----- Extracted data

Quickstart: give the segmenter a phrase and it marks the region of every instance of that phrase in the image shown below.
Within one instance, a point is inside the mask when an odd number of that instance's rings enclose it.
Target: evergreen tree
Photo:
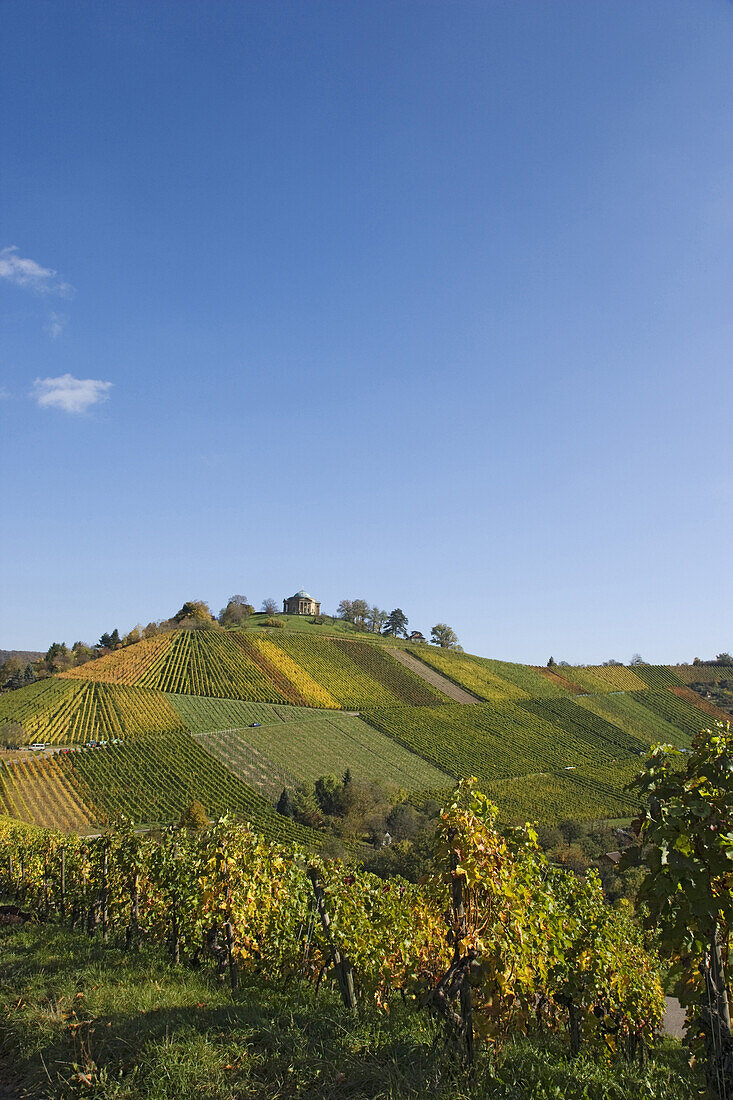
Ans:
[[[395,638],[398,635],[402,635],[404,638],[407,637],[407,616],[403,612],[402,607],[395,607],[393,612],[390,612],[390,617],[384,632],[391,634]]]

----------

■ Your goal ■
Rewrite the entries with "phrase" renamed to "term" everywhere it occurs, keeping everything else the same and omitting the pictures.

■ Full answer ■
Quickstart: give the segmenter a term and it marks the region of every instance of that term in the image shown below.
Within one instance, a point is inside the mask when an odd number of that instance's rings enclose it.
Target: evergreen tree
Photo:
Ans:
[[[395,638],[398,635],[402,635],[404,638],[407,637],[407,616],[403,612],[402,607],[395,607],[393,612],[390,612],[390,617],[384,632],[391,634]]]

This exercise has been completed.